** BEGIN Supplied records **
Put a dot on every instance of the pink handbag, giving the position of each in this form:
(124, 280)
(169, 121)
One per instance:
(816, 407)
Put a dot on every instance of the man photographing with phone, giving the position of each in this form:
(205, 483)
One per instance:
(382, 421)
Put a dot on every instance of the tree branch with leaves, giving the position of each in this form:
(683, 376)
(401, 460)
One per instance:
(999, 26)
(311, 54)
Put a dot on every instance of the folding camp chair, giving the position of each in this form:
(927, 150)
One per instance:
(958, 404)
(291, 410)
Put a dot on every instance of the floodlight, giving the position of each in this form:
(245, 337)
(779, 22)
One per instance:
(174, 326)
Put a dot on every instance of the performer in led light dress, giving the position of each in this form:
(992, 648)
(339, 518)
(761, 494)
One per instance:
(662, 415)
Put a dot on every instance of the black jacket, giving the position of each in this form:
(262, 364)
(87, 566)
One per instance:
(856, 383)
** END Supplied records **
- Task directions: Rescale the data above. Copy every line, but multiply each answer point's coordinates by 0.4 and round to whole numbers, with halves going up. The sample coordinates listed after "in this form:" stay unchanged.

- Completed exercise:
Put a dot on every instance of the pink handbag, giving the position of each in this form:
(124, 280)
(169, 121)
One per instance:
(326, 163)
Put a dot on every instance of the man photographing with phone, giving the position of each in this form:
(205, 483)
One per instance:
(153, 168)
Put a dot on every instance of the tree branch with leaves, giving the position of each in this form:
(683, 376)
(401, 460)
One per instance:
(400, 10)
(124, 22)
Put a dot on every instance of the folding camp chair, giving the position of each in this form:
(927, 150)
One per instance:
(383, 162)
(116, 164)
Put a dot on every instance of the floodlight, giving the position of each in this form:
(245, 337)
(779, 22)
One per instance:
(70, 130)
Put a dot on every instance of the performer in led light dress, giving the position of each in this form:
(992, 648)
(339, 518)
(761, 494)
One per instance:
(265, 166)
Put a dot on every instance of the black jacket, giving the position of each in this form:
(262, 364)
(87, 566)
One per instance:
(342, 153)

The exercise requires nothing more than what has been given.